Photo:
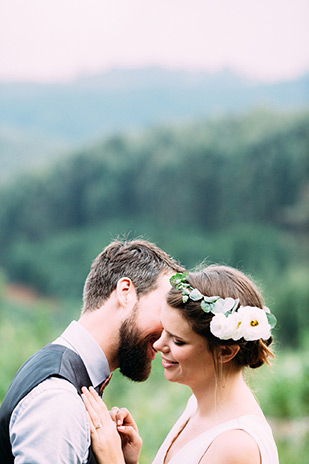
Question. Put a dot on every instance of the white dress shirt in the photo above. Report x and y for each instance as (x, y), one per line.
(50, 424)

==

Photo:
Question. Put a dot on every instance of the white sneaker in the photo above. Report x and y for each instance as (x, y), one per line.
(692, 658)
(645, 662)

--

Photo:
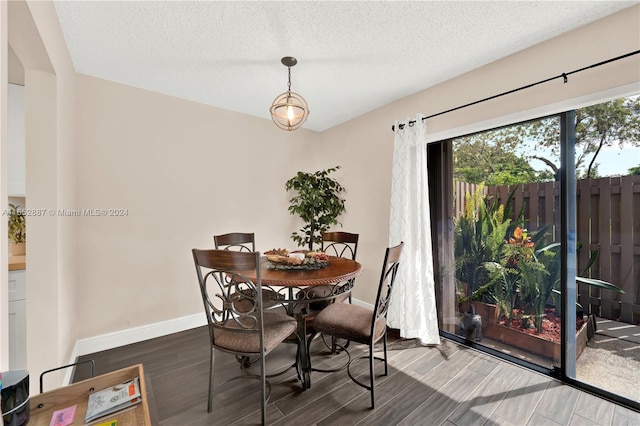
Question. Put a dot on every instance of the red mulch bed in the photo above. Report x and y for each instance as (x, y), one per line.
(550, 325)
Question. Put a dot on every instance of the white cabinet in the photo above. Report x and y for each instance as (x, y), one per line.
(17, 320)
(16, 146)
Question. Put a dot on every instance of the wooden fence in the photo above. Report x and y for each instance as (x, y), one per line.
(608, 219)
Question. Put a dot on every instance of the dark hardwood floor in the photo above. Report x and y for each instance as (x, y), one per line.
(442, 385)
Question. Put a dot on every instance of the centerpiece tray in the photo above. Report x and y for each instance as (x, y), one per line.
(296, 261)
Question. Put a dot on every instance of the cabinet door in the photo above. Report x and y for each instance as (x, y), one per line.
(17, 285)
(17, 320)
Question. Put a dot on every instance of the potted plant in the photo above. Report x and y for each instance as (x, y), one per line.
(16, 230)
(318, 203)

▸ EXERCISE GOAL: Which lines in the material above contain the string "cabinet"? Pull out every one of them, treating uppercase and lowercase letters as different.

▸ CORRECT RESPONSE:
Question. Put a dot on every instance of the white cabinet in the photo above. Report x and y for each instance as (x, y), one per line.
Question. Put a dot on every instance of the cabinet door in the photo above. Report x and y for each instance as (x, y), one per line.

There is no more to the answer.